**Consigne 1**
Dressez la liste de tous les lieux géographiques nommés dans le texte sur l'héritage nyikina.

**Texte**
──────────
Mon héritage autochtone est nyikina ; dans ma langue, « ngajanoo Yimardoowarramarnil » signifie « une femme qui appartient au fleuve ». Cela me situe comme une propriété appartenant au Mardoowarra, le pays du fleuve Fitzroy. Nous sommes les gardiennes et gardiens traditionnels de ce fleuve sacré dans la région du Kimberley, en Australie-Occidentale. Les règles de la loi Warloongarriy nous ont été transmises par notre ancêtre Woonyoomboo. Il a créé le Mardoowarra en tenant ses lances fermement plantées dans Yoongoorroonkoo, la peau du serpent arc-en-ciel. Alors qu’ils se tordaient et tournaient dans le ciel et dans le sol, ils ont ensemble sculpté la piste de la vallée du fleuve, comme le conte le chant « Warloongarriy » sur la création du fleuve. C’est la Première Loi de Bookarrarra, le début du temps. Et tout cela est inhérent à ce que nous nommons « pays ».
──────────
**Consigne 2**
Dans les enregistrements, extrayez les lignes sans rien y changer. Commencez à la ligne qui contient « Sample: x=103, y=190. » et continuez jusqu'à la ligne qui contient « x=492, y=307 », ces deux lignes comprises.

Étiquettes de points d'objets
──────────
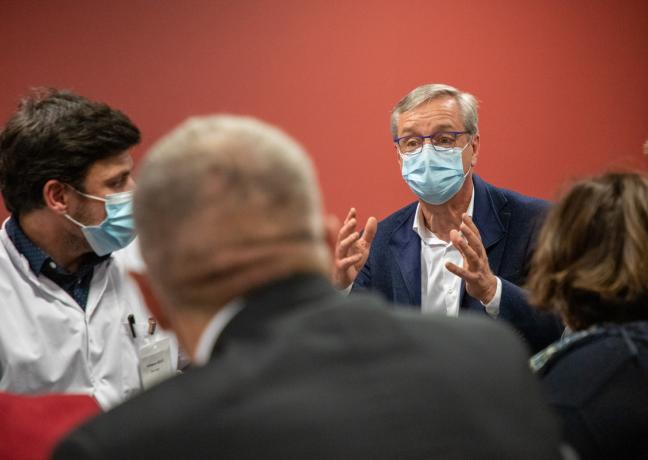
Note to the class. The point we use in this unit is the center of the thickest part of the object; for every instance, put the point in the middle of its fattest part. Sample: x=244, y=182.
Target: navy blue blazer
x=507, y=222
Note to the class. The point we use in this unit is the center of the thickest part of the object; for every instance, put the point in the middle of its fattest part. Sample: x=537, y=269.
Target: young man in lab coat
x=71, y=320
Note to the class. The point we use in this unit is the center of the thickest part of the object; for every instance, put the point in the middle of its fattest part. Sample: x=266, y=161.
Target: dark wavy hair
x=58, y=135
x=591, y=263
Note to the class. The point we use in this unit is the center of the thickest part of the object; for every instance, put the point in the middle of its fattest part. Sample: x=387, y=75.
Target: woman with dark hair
x=591, y=267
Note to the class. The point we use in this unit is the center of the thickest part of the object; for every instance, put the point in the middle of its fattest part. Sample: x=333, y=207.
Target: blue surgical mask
x=434, y=176
x=118, y=228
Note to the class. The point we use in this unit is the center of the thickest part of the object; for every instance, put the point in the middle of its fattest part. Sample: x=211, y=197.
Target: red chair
x=32, y=425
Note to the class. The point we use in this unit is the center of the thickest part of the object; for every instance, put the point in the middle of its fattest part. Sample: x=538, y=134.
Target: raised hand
x=480, y=281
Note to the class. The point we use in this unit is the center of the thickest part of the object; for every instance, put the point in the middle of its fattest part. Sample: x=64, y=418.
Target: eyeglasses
x=441, y=142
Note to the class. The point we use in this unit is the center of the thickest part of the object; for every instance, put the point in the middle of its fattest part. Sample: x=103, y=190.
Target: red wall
x=563, y=84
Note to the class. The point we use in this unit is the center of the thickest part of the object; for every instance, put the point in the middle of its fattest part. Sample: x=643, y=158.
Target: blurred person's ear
x=152, y=303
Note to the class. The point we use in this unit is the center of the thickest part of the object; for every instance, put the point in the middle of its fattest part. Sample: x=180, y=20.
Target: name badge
x=155, y=362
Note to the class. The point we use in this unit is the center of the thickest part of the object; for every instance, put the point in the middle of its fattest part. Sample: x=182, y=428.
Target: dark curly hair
x=57, y=135
x=591, y=263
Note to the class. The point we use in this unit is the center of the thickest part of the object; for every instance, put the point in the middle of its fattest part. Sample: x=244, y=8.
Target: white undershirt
x=441, y=289
x=212, y=332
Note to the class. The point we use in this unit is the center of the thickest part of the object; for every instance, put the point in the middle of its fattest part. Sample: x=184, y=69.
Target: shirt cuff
x=492, y=307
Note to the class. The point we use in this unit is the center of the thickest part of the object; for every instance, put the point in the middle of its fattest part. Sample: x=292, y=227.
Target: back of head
x=467, y=104
x=58, y=135
x=591, y=264
x=223, y=205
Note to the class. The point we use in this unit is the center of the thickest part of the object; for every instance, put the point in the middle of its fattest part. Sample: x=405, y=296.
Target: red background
x=563, y=84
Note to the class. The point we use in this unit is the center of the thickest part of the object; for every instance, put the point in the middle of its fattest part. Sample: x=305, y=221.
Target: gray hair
x=217, y=186
x=467, y=104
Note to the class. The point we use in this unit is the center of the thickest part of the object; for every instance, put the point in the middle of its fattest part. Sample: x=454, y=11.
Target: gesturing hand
x=351, y=249
x=480, y=281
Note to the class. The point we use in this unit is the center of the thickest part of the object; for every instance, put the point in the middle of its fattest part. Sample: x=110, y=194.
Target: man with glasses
x=465, y=244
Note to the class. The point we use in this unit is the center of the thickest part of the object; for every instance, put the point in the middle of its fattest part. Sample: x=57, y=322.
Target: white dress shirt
x=441, y=289
x=48, y=344
x=213, y=330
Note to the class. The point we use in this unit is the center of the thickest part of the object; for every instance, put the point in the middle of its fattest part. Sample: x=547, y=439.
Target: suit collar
x=405, y=246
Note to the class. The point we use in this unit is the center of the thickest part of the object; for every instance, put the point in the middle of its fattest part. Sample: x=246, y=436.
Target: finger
x=462, y=273
x=350, y=215
x=466, y=219
x=345, y=244
x=344, y=264
x=473, y=239
x=347, y=229
x=370, y=230
x=469, y=254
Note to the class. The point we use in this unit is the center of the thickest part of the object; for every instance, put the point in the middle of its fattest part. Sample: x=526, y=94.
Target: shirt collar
x=424, y=233
x=213, y=330
x=36, y=257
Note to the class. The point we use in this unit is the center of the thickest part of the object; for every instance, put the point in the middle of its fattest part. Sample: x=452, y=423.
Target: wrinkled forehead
x=441, y=113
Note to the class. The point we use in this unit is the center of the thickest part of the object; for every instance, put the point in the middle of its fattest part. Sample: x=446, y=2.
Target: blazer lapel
x=405, y=246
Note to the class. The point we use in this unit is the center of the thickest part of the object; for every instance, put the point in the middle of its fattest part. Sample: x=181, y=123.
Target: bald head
x=223, y=204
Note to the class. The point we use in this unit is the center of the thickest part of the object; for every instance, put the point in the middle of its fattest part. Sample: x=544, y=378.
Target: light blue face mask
x=118, y=228
x=434, y=176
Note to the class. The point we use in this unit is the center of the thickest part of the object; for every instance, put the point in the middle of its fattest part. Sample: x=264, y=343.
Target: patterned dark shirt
x=76, y=284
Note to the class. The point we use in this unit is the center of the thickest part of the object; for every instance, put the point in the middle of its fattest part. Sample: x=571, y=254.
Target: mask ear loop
x=92, y=197
x=72, y=219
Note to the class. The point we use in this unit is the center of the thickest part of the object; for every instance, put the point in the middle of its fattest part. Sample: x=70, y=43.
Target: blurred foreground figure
x=238, y=252
x=591, y=267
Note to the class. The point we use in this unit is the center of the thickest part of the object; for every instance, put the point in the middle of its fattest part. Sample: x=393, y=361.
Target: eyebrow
x=118, y=177
x=408, y=131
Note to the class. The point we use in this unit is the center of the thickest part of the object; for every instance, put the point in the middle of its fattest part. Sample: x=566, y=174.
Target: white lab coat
x=49, y=344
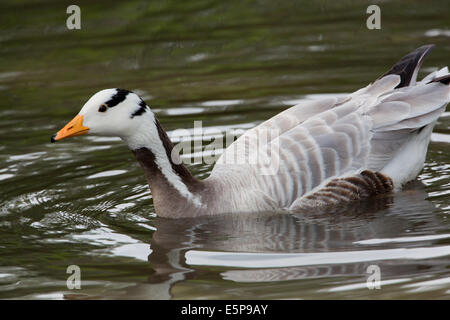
──────────
**Corrigé détaillé 1**
- Mardoowarra
- fleuve Fitzroy
- Kimberley
- Australie-Occidentale

**Corrigé détaillé 2**
Note to the class. The point we use in this unit is the center of the thickest part of the object; for every instance, put the point in the middle of its fattest part. Sample: x=103, y=190.
Target: red wall
x=563, y=84
Note to the class. The point we use in this unit is the center of the thickest part of the object; for every instance, put the point in the middle of its fattest part. Sample: x=643, y=158.
Target: blurred person's ear
x=152, y=303
Note to the class. The point we use in this unit is the center of the thickest part of the object; for every instance, put the point in the middle of its fattest part. Sample: x=180, y=20.
Target: name badge
x=155, y=362
Note to the class. The point we use in this unit is the center of the thickest part of the object; for every instance, put the point in the middle of its fattest part. Sample: x=182, y=428.
Target: dark curly hair
x=57, y=135
x=591, y=263
Note to the class. The point we use in this unit is the center of the thickest part of the object; for every instance, put the point in the middle of its fattest part. Sample: x=244, y=8.
Target: white undershirt
x=441, y=289
x=212, y=332
Note to the class. The point we use in this unit is the center of the thickest part of the object; for every instance, put the point in the middle of its fattest part. Sample: x=184, y=69.
Target: shirt cuff
x=492, y=307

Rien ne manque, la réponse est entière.